Pure Luck and I hopped in the car on Monday to visit Shopping Village in the Whites. We booked a room in a not cheap, but pretty tacky motel, all for the sake of the in-room Jacuzzi, something on which we occasionally splurge (and by occasionally I mean five times in six years). We planned a hike of minor proportions, one we did four years ago when Molly was such a small pup she needed lifting over things. The idea was to see how much progress I’ve made both walking and on the elliptical, to enjoy a view from the ledges of the particular mountain, and to be sure I wasn’t too exhausted or lame to enjoy the rest of our brief getaway. After all, this was to be my time of re-creation.
After dropping the dogs at the kennel, we enjoyed the lovely ride to SV in the W. We drove through town, spied out our lodgings for the night, then turned onto Hurricane Mountain Road. It’s one of those hairpin roads between mountains that they close in the wintertime.
Apparently April 17th is still wintertime if you live in SV in the W.
We turned the car around.
“I know another place we can go,” intoned my husband.
“Is it a lot harder than this would have been?”
A brief silence ensued.
“No, no, it’s not much harder.”
“I’m not sure I believe you,” I said. You see, my friends, I’ve been down this road before.
“Well, let’s just try it.”
I’ve been down that road, too. “Let’s just try it” means “If we start, we will finish, and there will be no excuses short of a medical emergency so dire as to require a helicopter evacuation.”
The word Ledge should have been my second clue that the hike would be more than I had anticipated on this particular day.
“There is a small steep section,” said my husband reassuringly, as if there might be a steep section roughly the length of a flight of stairs.
What I would like to know is how a person 11 feet tall can confidently stand up straight when the world to his left or right is sloping away at a vertigo-inducing angle? I know this 5’ tall woman could not. The “small steep section” – actually most of the trail to the top – found me on my hands and knees, clinging to whatever was close at hand, using moss as a railing, and absolutely paralyzed if I happened to look either up or down. In those moments of panic, I would hear the deep voice of my husband saying, “The earth will support you. The rocks and the trees are here to help you. It’s just like going up a flight of stairs.”
Right. The Stairway to Heaven!!

**Exercise prompt**
Sum up the hiking trip account in two sentences. The listing that comes next is separate material and has nothing to do with the hiking trip account.

**Listed records**
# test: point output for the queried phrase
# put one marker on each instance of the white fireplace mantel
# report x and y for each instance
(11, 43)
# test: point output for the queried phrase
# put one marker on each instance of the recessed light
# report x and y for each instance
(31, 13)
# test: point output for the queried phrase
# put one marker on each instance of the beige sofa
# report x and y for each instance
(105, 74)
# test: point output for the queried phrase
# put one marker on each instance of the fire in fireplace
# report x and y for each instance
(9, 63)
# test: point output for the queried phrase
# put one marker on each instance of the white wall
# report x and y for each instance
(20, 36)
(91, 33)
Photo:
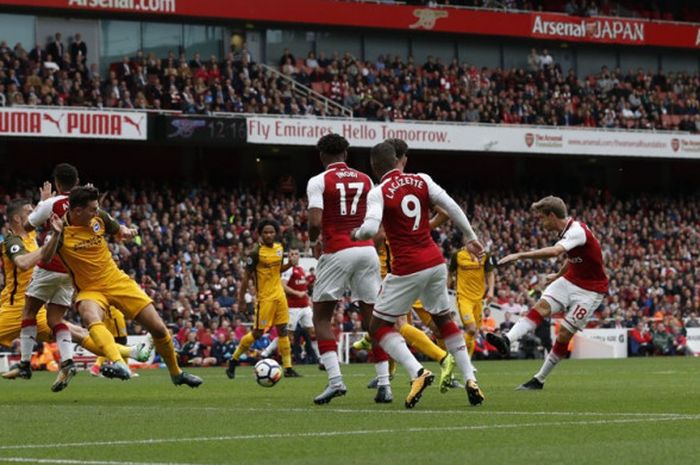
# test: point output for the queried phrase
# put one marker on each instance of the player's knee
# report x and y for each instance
(159, 330)
(564, 335)
(543, 307)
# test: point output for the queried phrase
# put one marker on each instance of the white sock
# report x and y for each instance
(65, 344)
(332, 364)
(456, 346)
(549, 363)
(270, 348)
(314, 346)
(27, 341)
(382, 370)
(521, 328)
(394, 345)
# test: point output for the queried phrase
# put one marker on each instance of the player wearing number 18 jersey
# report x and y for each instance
(401, 202)
(577, 289)
(337, 205)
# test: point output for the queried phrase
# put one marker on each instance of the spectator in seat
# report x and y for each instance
(692, 321)
(640, 341)
(507, 323)
(78, 50)
(663, 340)
(38, 54)
(286, 57)
(56, 49)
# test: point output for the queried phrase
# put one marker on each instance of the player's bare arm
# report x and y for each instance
(439, 219)
(315, 219)
(48, 250)
(286, 265)
(538, 254)
(554, 276)
(27, 261)
(491, 283)
(243, 287)
(288, 290)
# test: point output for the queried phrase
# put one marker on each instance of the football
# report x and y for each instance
(267, 372)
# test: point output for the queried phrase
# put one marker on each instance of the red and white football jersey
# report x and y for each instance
(402, 203)
(296, 279)
(585, 258)
(40, 217)
(341, 192)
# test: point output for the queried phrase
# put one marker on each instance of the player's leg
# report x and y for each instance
(163, 343)
(263, 315)
(62, 335)
(397, 296)
(554, 298)
(329, 287)
(581, 305)
(117, 326)
(28, 331)
(282, 322)
(466, 310)
(92, 314)
(385, 335)
(559, 351)
(421, 342)
(81, 336)
(437, 303)
(365, 280)
(285, 346)
(328, 349)
(270, 349)
(38, 292)
(10, 328)
(306, 322)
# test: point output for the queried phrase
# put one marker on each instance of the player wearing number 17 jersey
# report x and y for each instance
(337, 205)
(401, 202)
(577, 289)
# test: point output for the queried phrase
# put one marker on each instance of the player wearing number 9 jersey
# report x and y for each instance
(337, 205)
(577, 289)
(401, 202)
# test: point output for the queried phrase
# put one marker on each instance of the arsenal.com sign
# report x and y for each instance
(77, 124)
(477, 138)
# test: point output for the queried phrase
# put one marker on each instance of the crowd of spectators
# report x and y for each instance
(389, 88)
(192, 242)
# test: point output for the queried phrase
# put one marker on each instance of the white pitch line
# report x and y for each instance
(323, 434)
(321, 409)
(83, 462)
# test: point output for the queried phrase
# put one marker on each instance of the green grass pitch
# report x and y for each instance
(609, 412)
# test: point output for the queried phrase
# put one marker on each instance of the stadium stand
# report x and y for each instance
(390, 88)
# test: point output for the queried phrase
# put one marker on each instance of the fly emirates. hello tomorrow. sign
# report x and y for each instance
(476, 138)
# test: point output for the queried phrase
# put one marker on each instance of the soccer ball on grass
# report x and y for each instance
(267, 372)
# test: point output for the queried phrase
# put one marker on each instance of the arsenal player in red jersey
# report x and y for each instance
(577, 289)
(401, 203)
(296, 285)
(51, 285)
(337, 205)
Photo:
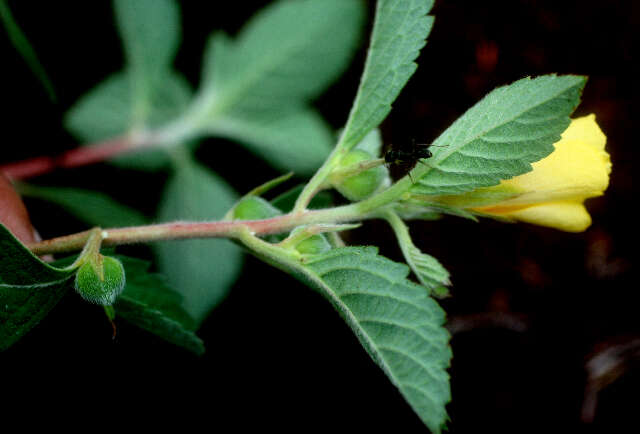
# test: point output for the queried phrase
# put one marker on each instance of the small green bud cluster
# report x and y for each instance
(100, 280)
(362, 185)
(313, 245)
(254, 208)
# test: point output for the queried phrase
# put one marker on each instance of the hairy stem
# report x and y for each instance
(77, 157)
(186, 230)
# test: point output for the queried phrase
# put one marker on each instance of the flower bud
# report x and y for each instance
(363, 184)
(254, 208)
(100, 280)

**Exercise output**
The writer and her husband drove to Shopping Village in the Whites for a small hike, but Hurricane Mountain Road was still closed for winter, so he suggested another trail that he said was not much harder. That trail's "small steep section" turned out to be most of the way to the top, leaving her on her hands and knees and frozen with fear whenever she looked up or down.